Exercise objective
Reproduce the items from the line containing "point: pitched roof" through the end of the items, requests included, shifting every coordinate in the answers up by 15. Leave the sample coordinates in the requests unchanged.

┄┄┄┄┄┄┄┄┄┄┄┄┄┄┄┄┄┄┄┄

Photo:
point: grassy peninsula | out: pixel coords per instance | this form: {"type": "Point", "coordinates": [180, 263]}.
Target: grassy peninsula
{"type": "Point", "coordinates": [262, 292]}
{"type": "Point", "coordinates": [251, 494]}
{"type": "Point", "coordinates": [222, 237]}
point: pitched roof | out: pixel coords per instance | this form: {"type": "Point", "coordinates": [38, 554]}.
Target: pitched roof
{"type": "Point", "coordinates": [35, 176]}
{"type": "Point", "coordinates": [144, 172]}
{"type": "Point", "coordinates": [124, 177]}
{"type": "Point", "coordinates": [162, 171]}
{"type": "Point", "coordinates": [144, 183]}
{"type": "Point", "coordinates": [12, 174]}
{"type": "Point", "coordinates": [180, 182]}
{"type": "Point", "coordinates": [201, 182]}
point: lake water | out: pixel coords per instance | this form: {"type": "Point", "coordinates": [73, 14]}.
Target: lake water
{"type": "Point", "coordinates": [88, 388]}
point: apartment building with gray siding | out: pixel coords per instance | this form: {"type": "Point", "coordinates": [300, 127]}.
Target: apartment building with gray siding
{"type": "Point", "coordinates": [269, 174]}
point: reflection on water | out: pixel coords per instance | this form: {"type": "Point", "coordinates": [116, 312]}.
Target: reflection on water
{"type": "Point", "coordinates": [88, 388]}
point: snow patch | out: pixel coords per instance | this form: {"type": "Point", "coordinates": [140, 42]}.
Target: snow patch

┄┄┄┄┄┄┄┄┄┄┄┄┄┄┄┄┄┄┄┄

Full output
point: pitched roof | out: pixel coords per instance | this form: {"type": "Point", "coordinates": [38, 554]}.
Target: pitched roof
{"type": "Point", "coordinates": [50, 191]}
{"type": "Point", "coordinates": [159, 187]}
{"type": "Point", "coordinates": [139, 192]}
{"type": "Point", "coordinates": [177, 186]}
{"type": "Point", "coordinates": [159, 198]}
{"type": "Point", "coordinates": [27, 189]}
{"type": "Point", "coordinates": [195, 197]}
{"type": "Point", "coordinates": [216, 197]}
point: lake water | out: pixel coords per instance | this form: {"type": "Point", "coordinates": [73, 14]}.
Target: lake water
{"type": "Point", "coordinates": [103, 403]}
point: apartment building with gray siding | out: pixel coords per instance | this form: {"type": "Point", "coordinates": [300, 127]}.
Target: apartment building with gray siding
{"type": "Point", "coordinates": [284, 189]}
point: reflection on water | out: pixel coords per instance | this form: {"type": "Point", "coordinates": [116, 312]}.
Target: reflection on water
{"type": "Point", "coordinates": [103, 403]}
point: snow patch | out: pixel coords per instance | this form: {"type": "Point", "coordinates": [140, 42]}.
Target: snow patch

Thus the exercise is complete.